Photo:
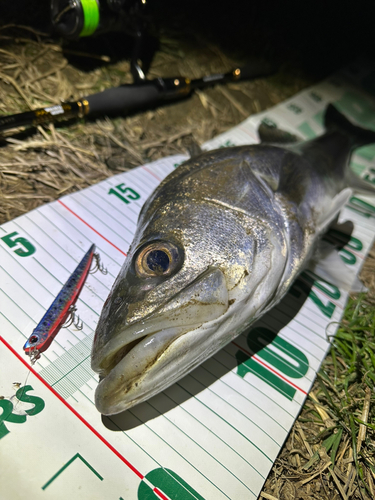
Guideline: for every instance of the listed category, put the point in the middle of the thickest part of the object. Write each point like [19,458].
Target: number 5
[28,248]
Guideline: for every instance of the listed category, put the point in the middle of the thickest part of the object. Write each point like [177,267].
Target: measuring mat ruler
[217,432]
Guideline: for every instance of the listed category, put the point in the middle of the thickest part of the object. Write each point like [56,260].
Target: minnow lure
[62,307]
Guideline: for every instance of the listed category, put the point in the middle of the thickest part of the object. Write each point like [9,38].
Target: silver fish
[218,244]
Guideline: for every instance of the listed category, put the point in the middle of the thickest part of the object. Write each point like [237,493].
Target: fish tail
[336,121]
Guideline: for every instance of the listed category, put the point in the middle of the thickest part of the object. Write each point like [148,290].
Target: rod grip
[124,97]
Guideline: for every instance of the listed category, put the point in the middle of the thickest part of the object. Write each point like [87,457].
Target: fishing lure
[61,313]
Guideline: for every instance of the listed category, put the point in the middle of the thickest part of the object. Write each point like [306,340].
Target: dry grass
[329,453]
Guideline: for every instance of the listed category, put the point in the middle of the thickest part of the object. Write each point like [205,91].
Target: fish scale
[243,222]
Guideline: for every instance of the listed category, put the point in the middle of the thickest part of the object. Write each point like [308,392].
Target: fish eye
[156,259]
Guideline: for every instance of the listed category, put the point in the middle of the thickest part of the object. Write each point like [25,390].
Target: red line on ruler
[152,173]
[254,356]
[160,493]
[89,426]
[88,225]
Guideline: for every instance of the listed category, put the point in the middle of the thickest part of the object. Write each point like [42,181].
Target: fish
[61,308]
[217,245]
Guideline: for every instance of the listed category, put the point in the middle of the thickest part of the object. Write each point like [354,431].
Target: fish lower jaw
[156,338]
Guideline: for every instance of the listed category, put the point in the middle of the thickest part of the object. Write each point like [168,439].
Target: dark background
[315,37]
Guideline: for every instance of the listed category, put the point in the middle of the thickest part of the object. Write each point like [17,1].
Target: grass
[330,452]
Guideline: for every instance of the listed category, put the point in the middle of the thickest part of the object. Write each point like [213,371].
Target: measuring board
[216,433]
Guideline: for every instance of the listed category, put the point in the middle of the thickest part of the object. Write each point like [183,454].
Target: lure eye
[157,259]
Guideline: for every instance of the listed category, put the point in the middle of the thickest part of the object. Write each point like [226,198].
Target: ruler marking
[88,225]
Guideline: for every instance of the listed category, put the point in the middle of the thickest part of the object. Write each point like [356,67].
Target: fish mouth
[143,358]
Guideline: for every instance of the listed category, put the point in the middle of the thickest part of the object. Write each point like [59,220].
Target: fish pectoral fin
[332,269]
[274,135]
[337,204]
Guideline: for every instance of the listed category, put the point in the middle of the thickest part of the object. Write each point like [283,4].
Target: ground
[328,454]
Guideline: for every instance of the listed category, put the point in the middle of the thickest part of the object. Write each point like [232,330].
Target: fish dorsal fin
[274,135]
[337,203]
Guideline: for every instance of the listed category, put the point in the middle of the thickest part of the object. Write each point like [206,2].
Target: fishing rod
[130,97]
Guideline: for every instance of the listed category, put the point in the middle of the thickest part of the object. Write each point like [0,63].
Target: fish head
[195,275]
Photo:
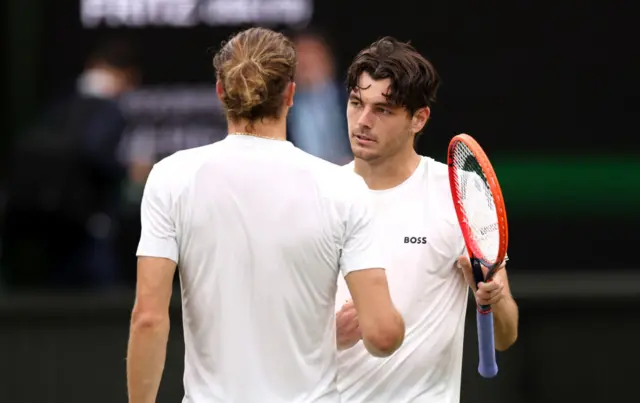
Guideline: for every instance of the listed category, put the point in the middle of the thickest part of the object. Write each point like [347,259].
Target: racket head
[468,162]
-=-=-=-=-
▶ WHAT IS EXPECTED: If the records include pictures, omit them and transcribe everything else exactly.

▶ REPLY TO THE TASK:
Photo:
Guideline: for every instance of the listed category, put the point in the middle of the thickest part of the object. Write each point like [19,458].
Target: number 5
[28,248]
Guideline: for every instance of the listed category, put the point in the middle of the thickest part of the object. Write each point like [177,267].
Target: measuring mat ruler
[217,432]
Guideline: for every instance of the listed category, put the point in the middle of the thickest part of the object. Write each point like [56,260].
Target: minnow lure
[62,307]
Guideline: for every instance of the listed category, put the point in the middle of the thickest part of the object. Write each point like [9,38].
Target: silver fish
[218,244]
Guideline: for every instance of the listed category, put the point in the middle of the thickest part of the object. Write each point like [237,493].
Target: fish tail
[336,121]
Guideline: for every instance of the listed category, put the point in the middle of the thickest part of the object. Write each point like [148,290].
Target: rod grip
[124,97]
Guideline: for every instance of the listed category, put the point in the middle of the thickest part of the object. Write each point like [87,457].
Target: fishing lure
[61,313]
Guideline: for every instance of the listed category, put the point in the middle of the thickest part of the object. Write each point like [306,340].
Target: dry grass
[329,453]
Guideline: for every instance of the listed category, put the point in the middle of the thickest part of the object. Write each point like [205,91].
Target: fish scale
[243,222]
Guideline: for every instance of the listed category, put the point in the middle of the thickest part of the object. Write each point like [308,392].
Target: fish eye
[156,259]
Guideline: for every instance of the listed category, put the point in the middle of the thickest part of the object. Write each point like [25,390].
Target: red line on ruler
[152,173]
[254,356]
[160,493]
[89,426]
[88,225]
Guideline: for every instance of the listed category, put the point in the middle of the thickest part of the object. Write each point like [42,181].
Target: fish
[61,308]
[217,245]
Guideline: for every instance of the listed category, put the point in the middle of the thickest part of the object. Write each point like [354,431].
Target: fish lower jaw
[156,338]
Guideline: for every instance of the listed category, put the point in the middle of the thickest part of the object. Write each point like [168,439].
Target: dark background
[315,37]
Guideline: for every instance of the listed category, put the point in the middle of the thickest part of the object. Write each point like [17,1].
Target: grass
[330,452]
Guideline: for every instance of the listed category, put the point in the middle of the thickest part of the object. Write each point like [213,371].
Target: measuring board
[216,433]
Guideline: for every instance of the listed category, put the point in the middle of the thickest part of the object. Write each point like [183,454].
Target: lure eye
[157,259]
Guideline: for every instance of the listed category, put the point in the middle of the thickest part of the object. Write each point like [226,198].
Target: ruler marking
[88,225]
Guideline: for every instance of the listed category, put the point in the middle of the thickest part of the object. Write each point like [356,67].
Target: fish mouth
[143,358]
Guideline: for every instance of the listed category, put the point in the middle of the thickest part of the object. Write each point like [59,220].
Target: fish pectoral fin
[332,269]
[274,135]
[337,204]
Guideline: for every instance of the listed category, put the point in the middle of the thickest part of the object. Write each point like [283,4].
Target: ground
[328,454]
Guideline: for every instance of the listed category, put the point in the middle of the thickest part of the object. Write each point like [232,330].
Target: fish dorsal fin
[274,135]
[337,203]
Guideline: for every instance of the listed category, put the point in the middle of the thickest part of the object. Write each point like [206,2].
Target: fishing rod
[130,97]
Guideline: for every instance of the listed category, put the point in the middle of the thickest part of the object. Write each point like [0,63].
Target: fish head
[195,275]
Photo:
Guideline: for every instance of the listed category, put the point in the middle of the thickest part of the object. Write each point like [347,259].
Target: racket head
[468,162]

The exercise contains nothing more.